▶ **What is expected**: Could you transcribe every record below exactly as written, leaving out any pictures?

▶ **Records for the task**:
^^^^^^^^

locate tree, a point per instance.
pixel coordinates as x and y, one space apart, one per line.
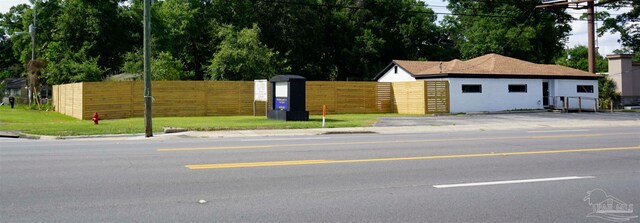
241 56
510 28
165 67
578 58
627 24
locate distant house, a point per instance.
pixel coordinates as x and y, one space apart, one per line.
497 83
626 74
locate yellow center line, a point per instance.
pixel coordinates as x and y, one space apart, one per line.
311 162
388 142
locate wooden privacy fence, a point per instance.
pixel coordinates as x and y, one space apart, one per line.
421 97
207 98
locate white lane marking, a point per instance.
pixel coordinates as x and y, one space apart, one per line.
511 182
567 130
282 139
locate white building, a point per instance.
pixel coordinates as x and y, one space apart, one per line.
497 83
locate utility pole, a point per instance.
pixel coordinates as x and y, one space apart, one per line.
591 33
148 129
32 31
590 21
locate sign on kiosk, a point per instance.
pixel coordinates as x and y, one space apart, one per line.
260 90
288 97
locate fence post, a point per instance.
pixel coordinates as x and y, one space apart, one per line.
579 104
611 105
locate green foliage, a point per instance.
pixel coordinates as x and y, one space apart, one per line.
165 67
56 124
578 57
607 91
133 62
3 87
321 40
65 66
627 24
510 28
241 56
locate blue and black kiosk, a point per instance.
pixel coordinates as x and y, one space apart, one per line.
288 101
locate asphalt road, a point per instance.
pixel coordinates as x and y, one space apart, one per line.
471 176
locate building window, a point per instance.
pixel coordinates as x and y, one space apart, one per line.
471 88
585 88
517 88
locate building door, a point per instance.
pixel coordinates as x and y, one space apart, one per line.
545 94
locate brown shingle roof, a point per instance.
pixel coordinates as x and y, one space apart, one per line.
490 64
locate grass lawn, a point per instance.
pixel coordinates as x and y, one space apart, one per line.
56 124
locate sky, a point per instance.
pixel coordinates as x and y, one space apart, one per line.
606 43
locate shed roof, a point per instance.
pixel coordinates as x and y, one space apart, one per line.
490 65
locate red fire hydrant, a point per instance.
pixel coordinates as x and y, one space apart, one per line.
95 118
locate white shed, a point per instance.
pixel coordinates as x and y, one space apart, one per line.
498 83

^^^^^^^^

▶ **Answer for this exercise**:
locate tree, a point per instance.
pixel coordinates as x and y, one space apart, one per line.
241 56
510 28
165 67
578 58
627 24
locate distant house, a point per instance.
pixel coordinates as x and y, one space apart, one per line.
497 83
626 74
locate yellow center line, a point per instance.
pixel coordinates as x and y, one space apart, one per line.
311 162
388 142
locate wooden privacy fence, a point per instance.
pixel coordinates as x and y, one space apart, one per line.
421 97
207 98
locate white lane marking, a point per instance.
pixel coordinates as x and y, one space apart, one per line.
511 182
567 130
282 139
locate white building, a point per instance.
pixel coordinates as x and y, one space apart, one per line.
497 83
locate utility pole, a point per instance.
pixel coordinates as x and y, one space apart, one per line.
591 33
148 129
32 31
590 21
locate sign on kiosk, a point per instance.
pixel coordinates as x and y, one space apart, one per line.
260 90
288 97
locate fence post, a point per instance.
pixel coordinates as x and y, one space apart, one per line.
579 104
611 105
locate green foliage, a point per instance.
pixel coordinates as x and y, one space apart, one per line.
165 67
56 124
578 57
607 91
133 62
3 87
321 40
65 66
627 24
510 28
241 56
locate blue and black kiosk, a point per instance.
pixel coordinates as x and y, one space apart, one per line.
288 101
locate asphalt road, a point per instance.
pixel coordinates as x and y, one space apart, one per line.
471 176
locate building window, a point per instance.
pixel coordinates as x and y, one space apart, one per line.
471 88
585 88
517 88
locate building door, a point per instance.
pixel coordinates as x and y, one space apart, one per line.
545 94
locate brown shingle roof, a point per instance.
pixel coordinates as x and y, one space apart, one per line.
490 64
locate grass lawn, a point per instance.
pixel coordinates as x and y, one space apart, one per line.
56 124
locate sky, a point per instance.
pixel coordinates as x and y, one space apart, one per line.
606 43
locate shed roof, a point per instance.
pixel coordinates as x and y, one space apart, one per line.
490 65
locate red fire hydrant, a point per instance.
pixel coordinates as x and y, one space apart, one per line.
95 118
locate white shed, a point per instance.
pixel coordinates as x and y, one space apart, one per line.
498 83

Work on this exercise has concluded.